Textabschnitt →
»»

Die Escher Kavalkade läuft diesmal über drei Tage, beginnt also schon freitags. Nach dem Missverständnis mit der Kayler Kannerkavalkad (die Escher hatten ihren Termin verschoben, wobei es zur Terminkollision mit Kayl kam; Anm. d. Red.) hat der Verwaltungsrat beschlossen, mit den Kayler Organisatoren zusammenzukommen. Um das Missverständnis aus der Welt zu schaffen und uns für 2024 einig zu werden. Wir wollen keinen Konflikt mit den Kaylern und passen uns im Fall wo an sie an.
Wir wollen wieder näher an die Vereine heranrücken
Hintergrund der Verlegung war, nicht mehr mit dem Termin der Kavalkade von Arlon zu kollidieren. Ist Arlon wirklich eine so große Konkurrenz?
In Arlon sind zwischen 20.000 bis 30.000 Besucher, es ist also eine große Veranstaltung. Es geht aber bei der terminlichen Überschneidung weniger um den Publikumserfolg als vielmehr um den Austausch mit ihren Gruppen. Die „Escher Fuesent“ soll wachsen, ohne dabei die lokalen Vereine zu vernachlässigen. In den vergangenen Jahren ist das Interesse vonseiten der Klubs zurückgegangen. Wir wollen das ändern und haben fast alle angeschrieben. Auch wollen wir die Kneipen mit ins Boot nehmen, ähnlich wie in Diekirch.
Sie wollen also wieder verstärkt auf die Escher Vereine zugehen?
Ja, genau. Wir wollen das vergangene Jahr hinter uns lassen und nach vorne schauen, um das Vertrauen des Schöffen- und Gemeinderats, aber genauso das der lokalen Vereine wiederherzustellen. Wir wollen wieder näher an die Klubs heranrücken, bei ihren Generalversammlungen präsent sein und unsere Hilfe bei der Organisation ihrer Veranstaltungen anbieten. Gleiches gilt für die Interessenvereine in den Stadtvierteln. Auch hier wollen wir unsere Hilfe anbieten. Materiell, finanziell oder aber Manpower.

««

Arbeitsauftrag → Schreiben Sie den Text zur Escher Kavalkade vollständig und wortgetreu ab. Die Datensätze stehen in keinem Zusammenhang mit dem Text zur Escher Kavalkade.

Angezeigte Datensätze →

»»

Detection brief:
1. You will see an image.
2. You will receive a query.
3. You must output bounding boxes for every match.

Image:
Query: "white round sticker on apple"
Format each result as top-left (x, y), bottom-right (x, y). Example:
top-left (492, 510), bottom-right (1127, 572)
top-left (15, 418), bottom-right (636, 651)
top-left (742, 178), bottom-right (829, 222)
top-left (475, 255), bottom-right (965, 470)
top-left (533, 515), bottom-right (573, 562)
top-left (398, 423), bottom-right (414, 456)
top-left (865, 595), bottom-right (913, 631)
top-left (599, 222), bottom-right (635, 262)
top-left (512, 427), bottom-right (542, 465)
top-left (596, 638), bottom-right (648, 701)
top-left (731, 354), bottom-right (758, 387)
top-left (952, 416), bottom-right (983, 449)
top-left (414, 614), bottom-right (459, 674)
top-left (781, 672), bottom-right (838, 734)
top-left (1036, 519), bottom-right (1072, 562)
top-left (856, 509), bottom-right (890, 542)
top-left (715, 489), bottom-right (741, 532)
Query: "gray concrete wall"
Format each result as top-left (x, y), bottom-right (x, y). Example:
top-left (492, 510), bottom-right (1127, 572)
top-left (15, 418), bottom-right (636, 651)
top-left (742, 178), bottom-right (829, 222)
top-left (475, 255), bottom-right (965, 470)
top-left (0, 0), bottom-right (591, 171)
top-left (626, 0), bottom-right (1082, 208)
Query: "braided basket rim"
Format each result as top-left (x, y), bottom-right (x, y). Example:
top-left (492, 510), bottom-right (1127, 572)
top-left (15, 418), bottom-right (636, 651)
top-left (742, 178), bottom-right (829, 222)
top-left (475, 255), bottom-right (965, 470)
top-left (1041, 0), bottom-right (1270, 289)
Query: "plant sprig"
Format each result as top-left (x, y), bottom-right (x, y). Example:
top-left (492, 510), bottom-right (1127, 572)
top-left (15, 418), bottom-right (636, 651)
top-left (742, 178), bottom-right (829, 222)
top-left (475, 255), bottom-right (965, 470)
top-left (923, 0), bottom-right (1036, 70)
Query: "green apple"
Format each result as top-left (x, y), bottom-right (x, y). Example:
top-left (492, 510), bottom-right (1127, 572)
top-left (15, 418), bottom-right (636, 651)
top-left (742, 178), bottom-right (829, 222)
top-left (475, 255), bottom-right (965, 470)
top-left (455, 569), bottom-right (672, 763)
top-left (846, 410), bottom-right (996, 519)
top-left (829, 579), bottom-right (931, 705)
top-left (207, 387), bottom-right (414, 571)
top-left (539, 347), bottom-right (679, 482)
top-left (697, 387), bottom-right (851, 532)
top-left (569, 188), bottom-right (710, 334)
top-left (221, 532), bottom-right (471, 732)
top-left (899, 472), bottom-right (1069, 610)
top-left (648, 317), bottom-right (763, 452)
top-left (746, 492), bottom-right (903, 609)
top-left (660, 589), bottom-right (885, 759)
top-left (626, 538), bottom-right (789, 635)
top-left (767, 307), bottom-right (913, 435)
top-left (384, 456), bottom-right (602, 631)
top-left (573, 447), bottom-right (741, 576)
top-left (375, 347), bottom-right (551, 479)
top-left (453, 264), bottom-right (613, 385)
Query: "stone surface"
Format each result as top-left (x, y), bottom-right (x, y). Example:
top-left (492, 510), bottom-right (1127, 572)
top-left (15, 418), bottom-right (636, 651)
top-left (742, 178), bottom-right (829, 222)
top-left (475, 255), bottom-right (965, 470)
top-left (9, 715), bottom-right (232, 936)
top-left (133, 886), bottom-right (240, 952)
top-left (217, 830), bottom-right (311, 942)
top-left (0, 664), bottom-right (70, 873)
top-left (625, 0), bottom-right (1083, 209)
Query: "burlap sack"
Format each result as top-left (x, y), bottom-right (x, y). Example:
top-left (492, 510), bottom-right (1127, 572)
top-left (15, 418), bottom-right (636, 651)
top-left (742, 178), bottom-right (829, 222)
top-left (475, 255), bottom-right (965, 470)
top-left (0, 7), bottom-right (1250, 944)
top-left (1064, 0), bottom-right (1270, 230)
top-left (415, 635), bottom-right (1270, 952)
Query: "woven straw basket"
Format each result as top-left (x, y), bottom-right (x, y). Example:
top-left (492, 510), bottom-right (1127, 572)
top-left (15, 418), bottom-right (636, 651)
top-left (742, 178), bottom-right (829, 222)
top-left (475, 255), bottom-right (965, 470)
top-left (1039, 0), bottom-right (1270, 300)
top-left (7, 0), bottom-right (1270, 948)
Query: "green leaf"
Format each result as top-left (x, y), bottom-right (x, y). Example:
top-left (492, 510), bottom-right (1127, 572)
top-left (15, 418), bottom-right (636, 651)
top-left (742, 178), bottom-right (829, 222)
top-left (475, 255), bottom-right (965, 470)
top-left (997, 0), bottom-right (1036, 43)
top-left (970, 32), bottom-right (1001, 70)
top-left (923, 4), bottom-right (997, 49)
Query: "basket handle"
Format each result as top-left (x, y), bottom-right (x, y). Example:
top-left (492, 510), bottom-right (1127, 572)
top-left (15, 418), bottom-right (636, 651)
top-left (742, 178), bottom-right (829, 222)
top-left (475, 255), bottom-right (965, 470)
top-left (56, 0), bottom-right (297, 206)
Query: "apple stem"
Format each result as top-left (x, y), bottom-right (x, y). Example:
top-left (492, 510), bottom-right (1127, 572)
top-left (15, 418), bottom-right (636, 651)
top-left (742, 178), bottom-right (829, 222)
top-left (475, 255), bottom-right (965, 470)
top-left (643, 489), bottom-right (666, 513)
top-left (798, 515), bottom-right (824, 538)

««

Lösung →
Die Escher Kavalkade läuft diesmal über drei Tage, beginnt also schon freitags. Nach dem Missverständnis mit der Kayler Kannerkavalkad (die Escher hatten ihren Termin verschoben, wobei es zur Terminkollision mit Kayl kam; Anm. d. Red.) hat der Verwaltungsrat beschlossen, mit den Kayler Organisatoren zusammenzukommen. Um das Missverständnis aus der Welt zu schaffen und uns für 2024 einig zu werden. Wir wollen keinen Konflikt mit den Kaylern und passen uns im Fall wo an sie an.
Wir wollen wieder näher an die Vereine heranrücken
Hintergrund der Verlegung war, nicht mehr mit dem Termin der Kavalkade von Arlon zu kollidieren. Ist Arlon wirklich eine so große Konkurrenz?
In Arlon sind zwischen 20.000 bis 30.000 Besucher, es ist also eine große Veranstaltung. Es geht aber bei der terminlichen Überschneidung weniger um den Publikumserfolg als vielmehr um den Austausch mit ihren Gruppen. Die „Escher Fuesent“ soll wachsen, ohne dabei die lokalen Vereine zu vernachlässigen. In den vergangenen Jahren ist das Interesse vonseiten der Klubs zurückgegangen. Wir wollen das ändern und haben fast alle angeschrieben. Auch wollen wir die Kneipen mit ins Boot nehmen, ähnlich wie in Diekirch.
Sie wollen also wieder verstärkt auf die Escher Vereine zugehen?
Ja, genau. Wir wollen das vergangene Jahr hinter uns lassen und nach vorne schauen, um das Vertrauen des Schöffen- und Gemeinderats, aber genauso das der lokalen Vereine wiederherzustellen. Wir wollen wieder näher an die Klubs heranrücken, bei ihren Generalversammlungen präsent sein und unsere Hilfe bei der Organisation ihrer Veranstaltungen anbieten. Gleiches gilt für die Interessenvereine in den Stadtvierteln. Auch hier wollen wir unsere Hilfe anbieten. Materiell, finanziell oder aber Manpower.